Would you repeat each line below exactly, without the pictures?

*Dataset entries:*
* * * * * * *
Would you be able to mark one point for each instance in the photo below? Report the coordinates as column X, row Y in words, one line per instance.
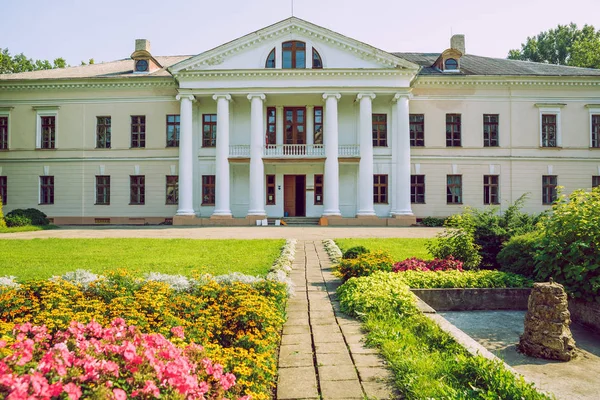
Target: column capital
column 259, row 95
column 186, row 96
column 225, row 96
column 337, row 96
column 360, row 96
column 399, row 96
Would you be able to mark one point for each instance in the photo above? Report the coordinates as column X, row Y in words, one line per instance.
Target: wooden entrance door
column 294, row 195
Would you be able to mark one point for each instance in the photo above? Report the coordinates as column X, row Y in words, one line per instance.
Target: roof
column 114, row 69
column 486, row 66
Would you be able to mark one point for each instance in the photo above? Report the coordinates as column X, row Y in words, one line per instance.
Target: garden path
column 322, row 355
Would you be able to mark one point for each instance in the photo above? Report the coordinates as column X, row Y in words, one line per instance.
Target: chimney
column 142, row 45
column 457, row 42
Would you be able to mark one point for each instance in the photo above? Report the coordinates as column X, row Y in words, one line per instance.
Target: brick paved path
column 322, row 355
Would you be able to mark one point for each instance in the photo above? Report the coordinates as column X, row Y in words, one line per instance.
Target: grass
* * * * * * *
*Answer for this exercise:*
Would you be able to mark one point for each instance in the photo below? Report the coordinates as column X, row Y in words, one line per instance.
Target: column capital
column 259, row 95
column 186, row 96
column 225, row 96
column 337, row 96
column 360, row 96
column 399, row 96
Would you be able to mark one point for each instance in the photo above? Report the coordinates as column X, row Y in words, one line per instance.
Target: wooden entrance door
column 294, row 195
Would you be able to mark one point for each instance in the photo above? Report the coordinates as column X, row Y in words, one line per instance.
Target: roof
column 114, row 69
column 486, row 66
Would you be able to mark one point for each instance in the photo above? Report the coordinates as column X, row Y in words, one line per instance.
Target: garden path
column 322, row 355
Would you be able to mark one point for each instance in the photo above? Report the coordinates as column X, row Y in words, one line per instance.
Target: chimney
column 142, row 45
column 457, row 42
Would you be able to mark one point for each instance in the photo above? Report the coordinates as column X, row Y in words, one line per instance.
Target: brick paved path
column 322, row 355
Would you be able to mark one point for each instance in the photo above? Report the coordinates as column X, row Y in words, one line per instance.
Target: grass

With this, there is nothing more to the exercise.